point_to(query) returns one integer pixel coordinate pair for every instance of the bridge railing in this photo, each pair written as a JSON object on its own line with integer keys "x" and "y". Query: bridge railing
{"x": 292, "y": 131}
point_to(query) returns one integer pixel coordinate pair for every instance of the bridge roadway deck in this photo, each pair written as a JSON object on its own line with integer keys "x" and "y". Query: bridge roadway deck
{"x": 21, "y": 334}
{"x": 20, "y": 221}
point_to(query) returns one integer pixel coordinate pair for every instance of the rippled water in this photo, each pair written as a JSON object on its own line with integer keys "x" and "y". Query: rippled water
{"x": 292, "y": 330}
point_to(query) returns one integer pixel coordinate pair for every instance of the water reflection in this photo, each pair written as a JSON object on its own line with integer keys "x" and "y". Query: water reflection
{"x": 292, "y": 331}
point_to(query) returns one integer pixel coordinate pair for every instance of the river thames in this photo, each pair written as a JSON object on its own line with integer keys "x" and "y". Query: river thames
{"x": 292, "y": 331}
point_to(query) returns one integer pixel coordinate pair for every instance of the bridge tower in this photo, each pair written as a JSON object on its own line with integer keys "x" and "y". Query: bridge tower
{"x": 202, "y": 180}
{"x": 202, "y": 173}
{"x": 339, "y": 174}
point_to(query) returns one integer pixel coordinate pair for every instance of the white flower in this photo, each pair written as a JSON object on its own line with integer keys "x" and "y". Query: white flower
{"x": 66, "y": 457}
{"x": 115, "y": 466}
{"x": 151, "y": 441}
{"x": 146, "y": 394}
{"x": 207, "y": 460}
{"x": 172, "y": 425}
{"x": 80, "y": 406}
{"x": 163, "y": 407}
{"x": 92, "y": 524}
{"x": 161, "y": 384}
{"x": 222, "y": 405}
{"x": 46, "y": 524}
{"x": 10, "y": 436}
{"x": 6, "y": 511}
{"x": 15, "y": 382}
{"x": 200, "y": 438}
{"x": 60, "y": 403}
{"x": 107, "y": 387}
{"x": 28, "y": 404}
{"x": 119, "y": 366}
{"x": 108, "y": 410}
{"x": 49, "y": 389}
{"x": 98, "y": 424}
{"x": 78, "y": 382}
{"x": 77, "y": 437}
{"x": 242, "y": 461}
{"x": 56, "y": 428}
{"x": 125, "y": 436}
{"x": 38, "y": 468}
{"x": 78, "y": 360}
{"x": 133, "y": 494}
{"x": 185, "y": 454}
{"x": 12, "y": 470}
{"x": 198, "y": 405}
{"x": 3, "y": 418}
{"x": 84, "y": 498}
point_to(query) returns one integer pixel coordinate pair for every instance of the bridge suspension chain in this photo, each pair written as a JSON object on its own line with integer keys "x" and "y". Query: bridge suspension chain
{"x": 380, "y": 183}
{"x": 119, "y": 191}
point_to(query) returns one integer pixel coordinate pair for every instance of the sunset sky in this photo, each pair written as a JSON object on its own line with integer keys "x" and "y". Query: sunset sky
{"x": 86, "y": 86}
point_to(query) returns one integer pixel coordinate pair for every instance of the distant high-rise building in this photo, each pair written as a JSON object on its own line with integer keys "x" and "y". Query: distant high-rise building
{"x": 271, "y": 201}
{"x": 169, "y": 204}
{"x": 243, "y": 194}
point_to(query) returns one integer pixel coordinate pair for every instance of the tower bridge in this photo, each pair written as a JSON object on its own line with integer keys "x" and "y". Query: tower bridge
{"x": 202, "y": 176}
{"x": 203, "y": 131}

========================

--- Task brief ---
Begin with the line that contains "Query: sunset sky" and set down each line exactly until the records above end, including the final line.

--- Exercise solution ---
point_to(query) returns one integer pixel coordinate pair for every instance of the sunset sky in this photo, each pair written as a JSON object on its own line with integer keys "x" and "y". Query: sunset sky
{"x": 86, "y": 86}
point_to(query) returns one integer pixel coordinate pair for every instance of the distant high-rise building in this photo, each pair written as a JSON object on its own line with integer keys "x" and "y". Query: distant high-rise building
{"x": 271, "y": 201}
{"x": 169, "y": 204}
{"x": 243, "y": 194}
point_to(query) returns one integer pixel coordinate pair for every instance of the tower bridge in this photo, each pair written as a JSON object on its own line with integer keys "x" and "y". Query: tower bridge
{"x": 202, "y": 176}
{"x": 203, "y": 131}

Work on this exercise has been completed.